:: Required action A ::
Using the jobs report article, explain in one to three sentences why a stronger labor market could justify another interest rate increase.
:: Required action B ::
In the jobs report article, condense the paragraph beginning "Despite the overwhelming strength" into a short bulleted list that keeps its main facts.
:: Required action C ::
Continue the jobs report article from its final sentence.

═══ Source text

Don’t look now, but the September employment report came in roughly in line with what a soft landing for the labor market would look like. Job growth is robust, unemployment is low and wages are moderating.
That could keep the Federal Reserve from raising interest rates in November, even in spite of Friday’s eye-popping headline growth figure.
The U.S. economy added 336,000 jobs in September, more than double the level economists had expected and underscoring just how much strength remains in the labor market despite the Fed’s campaign to cool things down. Job growth for both July and August was also revised upward, showing a combined 119,000 more jobs had been created than previously reported.
Despite the overwhelming strength, however, September’s data reflected notable cooling in an area on which the Fed has been most focused: wages. Average hourly earnings rose 0.2% in September, coming in 0.1 percentage point below expectations and matching the pace set in August. That was the mildest monthly gain in earnings in nearly a year and a half, since February 2022, and it brings wages down to their slowest annual growth rate in more than two years, since June 2021.
Still, as of Friday morning, investors appeared to be focusing on the likelihood that the strong increase in payrolls will outweigh the slowing growth in pay as the Fed makes its final calls on interest rates for 2023. Investors were pricing in a 31% chance of a quarter-point rate hike next month, according to the CME FedWatch tool, up from a 20% chance the day before.
But the cool-down in wages is just as notable as the jump in job growth. It should partly, if not entirely, offset concern that the labor market remains too hot to handle.
“Aside from the payrolls figures…this employment report was indicative of a labor market that is coming into better balance,” wrote Paul Ashworth, chief North America economist with Capital Economics. “With wage growth and price inflation rapidly fading and the rise in long yields triggering a significant tightening in financial conditions, we still think the Fed is done hiking.”
The case for raising interest rates again would center on the expectation that a stronger labor market will lead to heightened consumer spending, especially as gasoline prices tick back down again. That could keep the economy from tipping into recession, but it could also mean inflation sticks around for longer than the Fed would like.
The economists who believe the central bank can hold rates steady argue that the September figures reflect a balanced labor market that can absorb strong job gains without generating higher wage inflation. The report amounted to what JPMorgan Chase analysts David Kelly and Stephanie Aliaga referred to as “strength without heat.”
“Because of this, it is still a close call as to whether the Fed will feel the need to raise short-term rates one last time in November or December,” they wrote.
The most important factor in whether the central bank looks to raise rates again will be the September consumer price index data, which will be released Oct. 12. A stronger-than-expected print would tip the scales in favor of another quarter-point of tightening.

══════
═══ Data listing

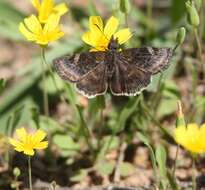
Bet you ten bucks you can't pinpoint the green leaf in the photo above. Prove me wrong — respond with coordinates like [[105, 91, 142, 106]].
[[157, 99, 177, 118], [120, 162, 136, 177], [137, 133, 150, 147], [137, 133, 159, 185], [70, 169, 88, 182], [114, 96, 140, 133], [96, 161, 115, 176], [97, 135, 120, 161], [155, 145, 167, 177]]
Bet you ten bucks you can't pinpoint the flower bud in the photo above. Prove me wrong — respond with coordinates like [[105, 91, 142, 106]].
[[120, 0, 131, 14], [195, 0, 202, 10], [13, 167, 21, 177], [186, 1, 200, 27], [176, 101, 186, 127], [176, 27, 186, 45]]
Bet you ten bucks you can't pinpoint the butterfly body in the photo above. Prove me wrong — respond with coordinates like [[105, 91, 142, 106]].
[[54, 39, 172, 98]]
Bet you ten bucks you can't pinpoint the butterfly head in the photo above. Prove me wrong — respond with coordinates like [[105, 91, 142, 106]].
[[108, 37, 120, 51]]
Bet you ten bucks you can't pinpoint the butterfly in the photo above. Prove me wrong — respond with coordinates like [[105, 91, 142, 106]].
[[53, 38, 173, 98]]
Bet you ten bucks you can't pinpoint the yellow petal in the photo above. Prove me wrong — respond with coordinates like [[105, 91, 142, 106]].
[[14, 147, 24, 152], [9, 138, 22, 147], [43, 14, 60, 34], [33, 141, 48, 149], [23, 148, 34, 156], [89, 16, 103, 33], [19, 22, 36, 41], [31, 0, 41, 11], [82, 32, 95, 46], [114, 28, 132, 44], [16, 128, 27, 142], [48, 31, 64, 42], [104, 16, 119, 40], [53, 3, 68, 16], [33, 129, 46, 143], [39, 0, 54, 23], [24, 15, 42, 34]]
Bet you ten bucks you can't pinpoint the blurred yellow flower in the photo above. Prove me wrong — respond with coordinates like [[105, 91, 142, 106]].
[[9, 128, 48, 156], [174, 123, 205, 154], [19, 15, 64, 46], [82, 16, 132, 51], [31, 0, 68, 23]]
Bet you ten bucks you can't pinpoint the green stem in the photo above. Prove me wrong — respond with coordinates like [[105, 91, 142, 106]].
[[44, 49, 66, 104], [172, 145, 179, 179], [125, 13, 129, 27], [28, 156, 33, 190], [192, 156, 197, 190], [193, 28, 205, 74], [146, 0, 153, 41], [41, 47, 49, 116]]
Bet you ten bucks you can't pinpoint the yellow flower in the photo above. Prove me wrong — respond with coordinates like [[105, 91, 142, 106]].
[[9, 128, 48, 156], [82, 16, 132, 51], [31, 0, 68, 23], [19, 15, 64, 45], [174, 123, 205, 154]]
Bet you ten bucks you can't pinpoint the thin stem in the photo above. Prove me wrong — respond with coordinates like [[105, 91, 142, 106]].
[[172, 145, 179, 178], [193, 28, 203, 63], [28, 156, 33, 190], [41, 47, 49, 116], [146, 0, 153, 40], [125, 13, 129, 27], [43, 50, 66, 103], [192, 156, 197, 190]]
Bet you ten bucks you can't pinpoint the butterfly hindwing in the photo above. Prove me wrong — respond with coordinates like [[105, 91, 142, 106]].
[[119, 47, 173, 74], [76, 64, 108, 98], [54, 52, 105, 82], [109, 55, 151, 96]]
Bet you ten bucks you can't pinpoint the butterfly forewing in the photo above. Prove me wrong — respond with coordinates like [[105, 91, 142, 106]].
[[54, 52, 105, 82], [109, 56, 151, 96], [76, 64, 108, 98], [54, 44, 173, 98], [119, 47, 173, 74]]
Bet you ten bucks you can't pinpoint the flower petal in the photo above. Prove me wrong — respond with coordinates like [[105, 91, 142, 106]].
[[33, 129, 46, 143], [114, 28, 132, 44], [31, 0, 41, 11], [89, 16, 103, 33], [9, 138, 22, 147], [39, 0, 54, 23], [16, 127, 27, 143], [104, 16, 119, 40], [33, 141, 48, 149], [48, 30, 65, 42], [24, 15, 42, 34], [43, 14, 60, 34], [53, 3, 68, 16], [82, 32, 95, 46], [19, 22, 36, 41], [23, 148, 34, 156]]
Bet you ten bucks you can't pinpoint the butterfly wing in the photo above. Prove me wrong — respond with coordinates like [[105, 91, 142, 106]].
[[53, 52, 105, 82], [76, 64, 108, 98], [54, 52, 108, 98], [119, 47, 173, 74], [109, 48, 172, 96]]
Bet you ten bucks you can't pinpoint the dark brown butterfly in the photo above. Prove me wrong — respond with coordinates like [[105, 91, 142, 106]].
[[54, 39, 173, 98]]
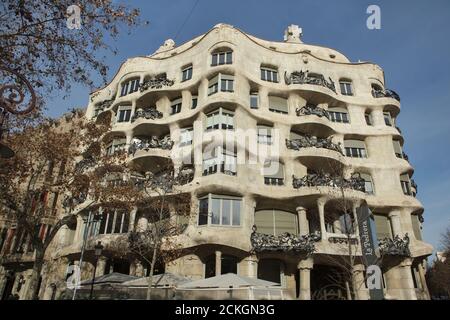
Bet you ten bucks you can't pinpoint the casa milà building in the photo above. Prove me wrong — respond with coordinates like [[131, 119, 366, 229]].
[[1, 24, 432, 300]]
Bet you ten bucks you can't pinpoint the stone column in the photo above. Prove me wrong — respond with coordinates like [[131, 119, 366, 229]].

══════

:: Your response A ::
A stronger labor market is expected to lead to heightened consumer spending, especially as gasoline prices fall again. That spending could keep the economy out of recession, but it could also keep inflation around for longer than the Fed would like, which would support raising rates again.

:: Your response B ::
- September's data showed notable cooling in wages, the area the Fed has watched most closely.
- Average hourly earnings rose 0.2%, which was 0.1 percentage point below expectations and matched August's pace.
- This was the smallest monthly earnings gain since February 2022.
- Annual wage growth fell to its slowest rate since June 2021.

:: Your response C ::
But even then, the steady slowing in the annual pace of inflation in recent months could be clear enough to keep Fed officials on pause—at least for another month.
Harvard economist Jason Furman on Friday wrote that his first reaction to the employment figures was shock, and his second was nervousness. But upon further reflection, he thought “this could be quite good.”
“We could be in the middle of a sustainable increase in labor supply,” Furman wrote. He wouldn’t price in any greater chance of a rate hike at the Fed’s November meeting, he added, given the slowdown in wage growth.
A number of industries saw strength in September, with leisure and hospitality and government employment leading the way. Government hiring accounted for all of the revised strength in July and August, economist Peter Boockvar noted, while the private sector saw job growth revised down by 12,000 for the same two months.
The labor-force participation rate for workers in their prime working years, which is already well above prepandemic levels, held strong at 83.5% on a seasonally adjusted basis.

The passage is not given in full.